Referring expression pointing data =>
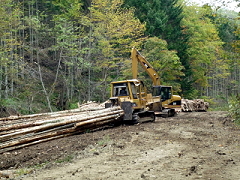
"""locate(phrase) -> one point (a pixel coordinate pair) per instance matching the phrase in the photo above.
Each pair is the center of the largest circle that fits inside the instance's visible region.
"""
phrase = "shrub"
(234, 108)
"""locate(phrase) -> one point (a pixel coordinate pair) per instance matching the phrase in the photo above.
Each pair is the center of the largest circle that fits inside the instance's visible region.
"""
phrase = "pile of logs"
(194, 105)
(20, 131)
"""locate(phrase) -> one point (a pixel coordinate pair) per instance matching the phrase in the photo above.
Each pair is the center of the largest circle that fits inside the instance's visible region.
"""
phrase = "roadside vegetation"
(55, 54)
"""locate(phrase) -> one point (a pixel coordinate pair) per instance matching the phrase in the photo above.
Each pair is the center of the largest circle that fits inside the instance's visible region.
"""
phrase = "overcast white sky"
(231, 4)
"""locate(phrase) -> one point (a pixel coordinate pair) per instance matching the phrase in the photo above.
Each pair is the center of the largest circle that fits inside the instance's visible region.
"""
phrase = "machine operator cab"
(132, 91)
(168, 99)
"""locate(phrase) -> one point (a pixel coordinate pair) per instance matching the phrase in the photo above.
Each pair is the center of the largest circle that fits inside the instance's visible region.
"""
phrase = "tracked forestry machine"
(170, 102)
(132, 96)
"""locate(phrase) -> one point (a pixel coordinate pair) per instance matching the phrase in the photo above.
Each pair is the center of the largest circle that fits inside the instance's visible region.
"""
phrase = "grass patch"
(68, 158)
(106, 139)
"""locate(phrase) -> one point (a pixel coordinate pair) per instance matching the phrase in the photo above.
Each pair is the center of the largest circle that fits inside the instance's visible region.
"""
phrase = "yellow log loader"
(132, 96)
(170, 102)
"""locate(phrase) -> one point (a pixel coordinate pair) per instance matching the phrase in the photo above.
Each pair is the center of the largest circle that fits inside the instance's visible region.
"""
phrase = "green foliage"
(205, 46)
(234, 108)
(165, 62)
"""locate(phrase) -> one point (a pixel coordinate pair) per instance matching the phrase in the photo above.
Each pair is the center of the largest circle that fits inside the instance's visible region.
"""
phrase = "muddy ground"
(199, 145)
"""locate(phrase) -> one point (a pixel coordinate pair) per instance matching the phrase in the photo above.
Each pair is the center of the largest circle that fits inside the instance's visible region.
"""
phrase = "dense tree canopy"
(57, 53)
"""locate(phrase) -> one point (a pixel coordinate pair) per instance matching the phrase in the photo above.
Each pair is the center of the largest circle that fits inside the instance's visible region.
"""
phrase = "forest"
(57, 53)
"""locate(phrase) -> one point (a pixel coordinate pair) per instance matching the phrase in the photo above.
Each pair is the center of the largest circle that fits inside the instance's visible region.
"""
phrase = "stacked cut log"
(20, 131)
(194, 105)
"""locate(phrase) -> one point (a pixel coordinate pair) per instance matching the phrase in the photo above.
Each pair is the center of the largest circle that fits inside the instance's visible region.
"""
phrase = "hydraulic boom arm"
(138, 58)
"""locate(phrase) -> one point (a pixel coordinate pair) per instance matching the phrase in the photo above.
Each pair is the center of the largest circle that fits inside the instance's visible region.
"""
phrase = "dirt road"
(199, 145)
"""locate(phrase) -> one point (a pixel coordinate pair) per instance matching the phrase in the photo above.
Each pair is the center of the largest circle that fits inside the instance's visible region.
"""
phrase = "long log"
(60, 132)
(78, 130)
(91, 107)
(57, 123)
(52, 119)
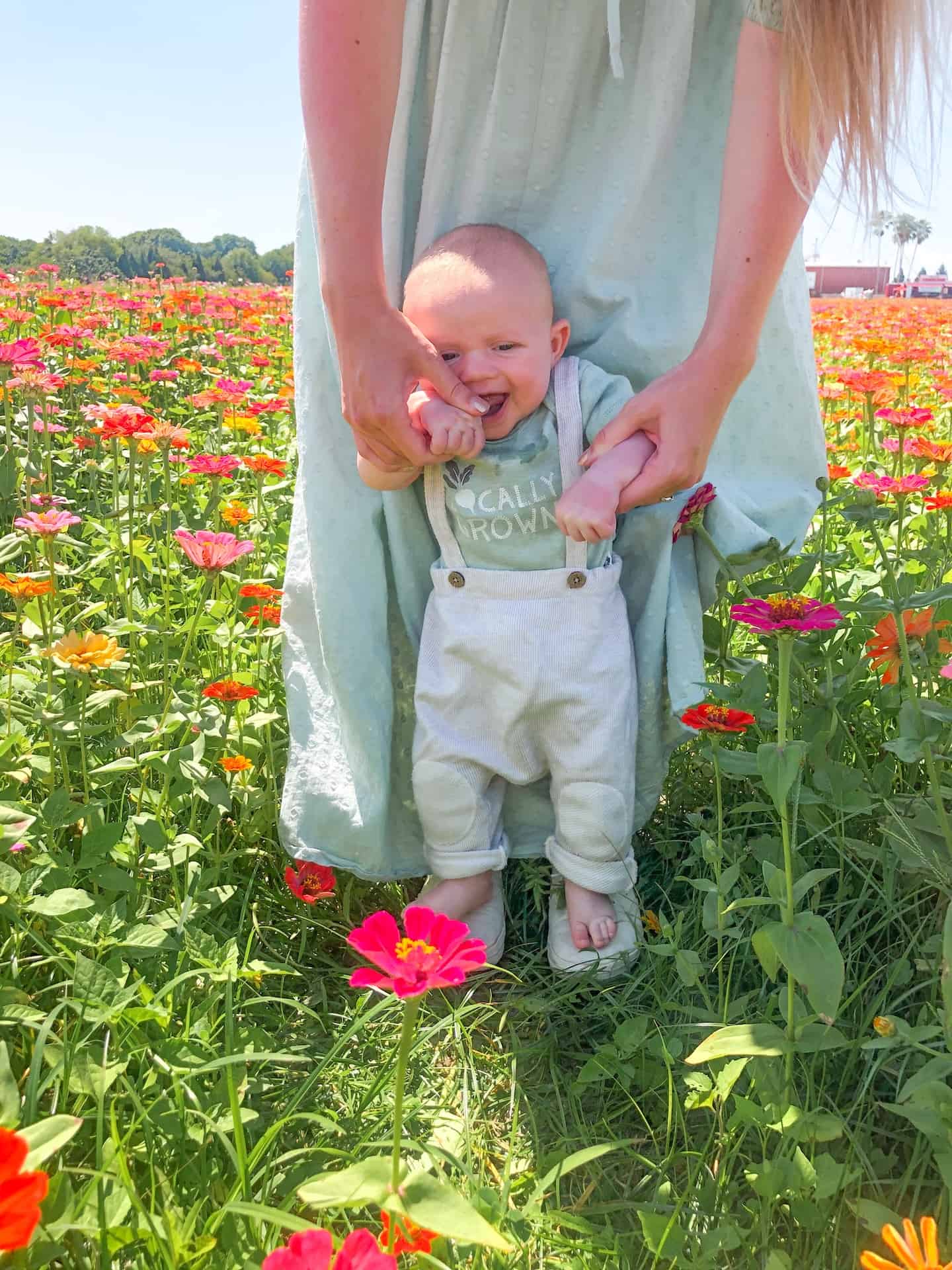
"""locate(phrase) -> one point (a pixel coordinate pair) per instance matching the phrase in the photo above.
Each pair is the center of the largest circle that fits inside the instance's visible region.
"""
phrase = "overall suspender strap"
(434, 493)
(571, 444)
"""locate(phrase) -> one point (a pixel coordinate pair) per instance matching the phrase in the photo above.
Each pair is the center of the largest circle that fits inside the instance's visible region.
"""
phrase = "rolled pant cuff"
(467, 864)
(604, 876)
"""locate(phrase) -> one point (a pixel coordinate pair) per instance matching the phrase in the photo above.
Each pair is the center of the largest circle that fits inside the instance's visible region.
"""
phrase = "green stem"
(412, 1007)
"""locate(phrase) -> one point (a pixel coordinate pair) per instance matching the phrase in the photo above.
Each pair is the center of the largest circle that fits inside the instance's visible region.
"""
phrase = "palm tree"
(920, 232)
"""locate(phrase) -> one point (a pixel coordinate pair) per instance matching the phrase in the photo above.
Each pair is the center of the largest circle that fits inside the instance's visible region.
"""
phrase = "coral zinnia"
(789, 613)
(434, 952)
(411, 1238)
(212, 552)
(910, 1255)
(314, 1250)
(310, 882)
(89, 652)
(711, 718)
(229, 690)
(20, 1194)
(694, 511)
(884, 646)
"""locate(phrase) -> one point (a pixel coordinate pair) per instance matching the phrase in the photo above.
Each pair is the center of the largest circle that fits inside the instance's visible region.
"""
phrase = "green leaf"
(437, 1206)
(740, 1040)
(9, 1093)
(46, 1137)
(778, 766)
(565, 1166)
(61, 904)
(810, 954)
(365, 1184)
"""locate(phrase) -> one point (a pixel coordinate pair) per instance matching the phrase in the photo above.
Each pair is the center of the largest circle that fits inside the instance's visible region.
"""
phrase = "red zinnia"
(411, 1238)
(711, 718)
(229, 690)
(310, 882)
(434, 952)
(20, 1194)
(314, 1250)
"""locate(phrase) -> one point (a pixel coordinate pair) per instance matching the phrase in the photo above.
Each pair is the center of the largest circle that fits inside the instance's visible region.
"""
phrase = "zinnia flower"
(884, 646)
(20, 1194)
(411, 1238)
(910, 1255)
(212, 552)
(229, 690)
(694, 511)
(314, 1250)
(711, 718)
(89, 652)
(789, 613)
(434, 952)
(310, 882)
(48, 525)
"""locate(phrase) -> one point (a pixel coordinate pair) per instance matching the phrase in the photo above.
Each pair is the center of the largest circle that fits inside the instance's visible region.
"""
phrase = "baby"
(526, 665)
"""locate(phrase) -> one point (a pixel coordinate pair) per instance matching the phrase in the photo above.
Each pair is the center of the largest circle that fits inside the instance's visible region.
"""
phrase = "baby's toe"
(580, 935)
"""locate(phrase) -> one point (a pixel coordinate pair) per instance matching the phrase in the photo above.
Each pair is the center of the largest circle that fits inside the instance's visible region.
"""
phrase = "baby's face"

Prompt =>
Copy every record exactly, without the pictures.

Answer section =>
"""locate(phrase) -> one point (a pixel coordinate pair) per instance matching the phrase in the photo above.
Each pair is the center of the largest circle that fits inside the instance's visible region.
"""
phrase = "shrub"
(234, 108)
"""locate(phrase) -> one point (a pixel coordinate pair) per instance matching the phrase in the photo above.
Each pair is the center of the largest circle that fits inside the instance's visible region.
"""
phrase = "pile of logs"
(194, 105)
(20, 131)
"""locate(phrase) -> one point (a pixel coordinate pair) per instance matching the phrase in the photo above.
Each pair is the center of the largest circle that fits inside the instance's visible region.
"""
phrase = "roadside vegetation"
(55, 54)
"""locate(phrase) -> one point (a pixel coordinate pair) per instance matching the phrase in the photo above.
Each pair is the center of the largest circle that fits inside the instance's visible region.
"""
phrase = "overcast white sky"
(231, 4)
"""locate(phrase) -> one point (a pixel coordinate pair) per instance matching the phrase in the photo above.
Each pair is the center of the largest circle that fits inside the instance's visible region.
"""
phrase = "machine operator cab"
(132, 91)
(168, 99)
"""locate(phrase) -> one point (a pixel coordinate pair) per instance matching the phrase in the photo above.
Each pair is the center of the largest circle that fits inside the instance's visible region.
"""
phrase = "tracked forestry machine"
(170, 102)
(132, 96)
"""locate(phrase) -> one point (a pixel coordinate pair) per instance matching the phrase in the photo above.
Each pair is the center of the largest circle that fits inside the instance's visible region.
"""
phrase = "grass patch"
(68, 158)
(106, 139)
"""locate(phrase) -> one point (a pixel coordinate pair) per instance matching the phrase in the photo above.
Each pair is the center of the largest circle that fits inside the instance's visible region.
"""
phrase = "yellow log loader"
(132, 96)
(170, 102)
"""locate(phrase) -> one point (a pixel coordinate pair) per instance matching the phrase in the photo above.
Each pair is the center of the largest circle that fits inside the instance's visible region.
"""
phrase = "green foliage"
(205, 46)
(234, 108)
(165, 62)
"""locate(phrase) -> one point (a pixel coordinate pair) per instance matching the phrase in the photo above.
Each pair is the center of the largest circle that fits inside the instance's visible region.
"""
phrase = "muddy ground"
(199, 145)
"""locate(phrase) -> one point (a pixel coordinate pair) per instance matching the phrase in the photo above.
Each pair is the center of the largest circle that fits inside the instance's visible region.
"""
phrase = "dense tree canopy"
(57, 53)
"""locate(phrase) -> one point (a pixel coordinate pair) per instance matching the phrase in the photo above.
Each pair is the center of the largest circle that fits inside the instance's visible region.
"""
phrase = "forest"
(57, 53)
"""locate(phrase) -> one point (a pixel coordinate pair) per instance matching the phrase in the photo above.
Each pair is the center of the largest circle that fits inside the instance's visible region.
"""
phrase = "stacked cut log"
(20, 131)
(194, 105)
"""locate(phrase) -> one point (a pixel coordinate pair) per instance matching the phrase in the photo above.
Each pair is the center of the largest circle that fits inside the instance's visible region.
"""
phrase = "hydraulic boom arm"
(138, 58)
"""locate(phrase) -> one point (a pixel coordinate pair) per instance matching the phrase in the photo above.
Each pair is the center of the largest circle that fits inside the instance's visible region.
"""
phrase = "dirt road"
(199, 145)
"""locate(phrase) -> one point (a pixel coordinate pair) per instance matching the phrase in the photo above.
Each pair is the center of the largest circle that fits inside the instance's visible region.
"""
phrase = "long log"
(60, 132)
(78, 130)
(91, 107)
(57, 123)
(52, 119)
"""locate(phrase) -> one point (a pixel coordinate pair) per instance matching the phrase in the photo above.
Each pair is the center of the largest circle that fits inside the instance's visible region.
"""
phrase = "overall suspender strap"
(434, 493)
(571, 444)
"""locate(phrase) -> one point (a pixel coordinate pair) per instance matching the phrase in the photo above.
Each pair is the center of the largest circle that fits inside the instance's visible region.
"""
phrase = "rolled pant cuff"
(467, 864)
(604, 876)
"""locate(phrase) -> one point (a pixel coordinate pair) per instance matching the phrase in the photo above.
Each pair is the center of the largest circle that fits inside the instance's visible region.
"""
phrase = "green stem"
(412, 1007)
"""locate(phrase) -> one point (a pixel coordinate pair) per instance matching the phrase in the photo above.
Each pair is the center of the largest circle that fits inside the instance's visible region.
"""
phrase = "palm tree"
(920, 232)
"""locate(phrase) -> one point (a pixel coordinate pair) per instance matching the phrase in the photo above.
Each pair is the center of the largest circle that fits inside the instance's visible region.
"""
phrase = "coral zinnia"
(789, 613)
(434, 952)
(411, 1238)
(212, 552)
(910, 1255)
(314, 1250)
(310, 882)
(89, 652)
(711, 718)
(229, 690)
(20, 1194)
(694, 511)
(884, 646)
"""locate(phrase) -> one point (a pixel coordinate pair) per instance matching the phrase in the photo above.
Each pair is the center of the largest circle that fits inside the instance's visible region.
"""
phrase = "green leaf"
(437, 1206)
(740, 1040)
(9, 1093)
(46, 1137)
(778, 766)
(565, 1166)
(61, 904)
(810, 954)
(365, 1184)
"""locate(phrase) -> one point (a pixel coordinate pair) per instance matching the phrase in the photo above.
Each pair is the center of the largest circle that fits inside the instance's visible region.
"""
phrase = "red zinnia"
(411, 1238)
(711, 718)
(229, 690)
(310, 882)
(434, 952)
(20, 1194)
(314, 1250)
"""locate(phrase) -> one point (a pixel coordinate pair) per instance matching the phrase in the photo above.
Each pair is the center of the largest circle that fits inside the instance's visible region.
"""
phrase = "zinnia flower"
(884, 646)
(20, 1194)
(411, 1238)
(910, 1255)
(212, 552)
(229, 690)
(694, 511)
(314, 1250)
(711, 718)
(89, 652)
(789, 613)
(434, 952)
(310, 882)
(48, 525)
"""locate(phrase) -> one point (a pixel coordinate pair) per instance matching the phrase in the photo above.
Each pair is the center of the largest circle that fits inside the instance's visible region.
"""
phrase = "baby"
(526, 665)
"""locate(phrase) -> one point (a pixel coordinate pair) per instance matching the phrase in the photo above.
Each pair is the center of the largest circle that fits inside the instance's visible region.
"""
phrase = "baby's toe"
(580, 935)
"""locate(phrase) -> one point (a pixel coordinate pair) per instance matching the phrase in the photo above.
Each pair is the center of the largest circle that fits inside the instance's visible region.
"""
phrase = "baby's face"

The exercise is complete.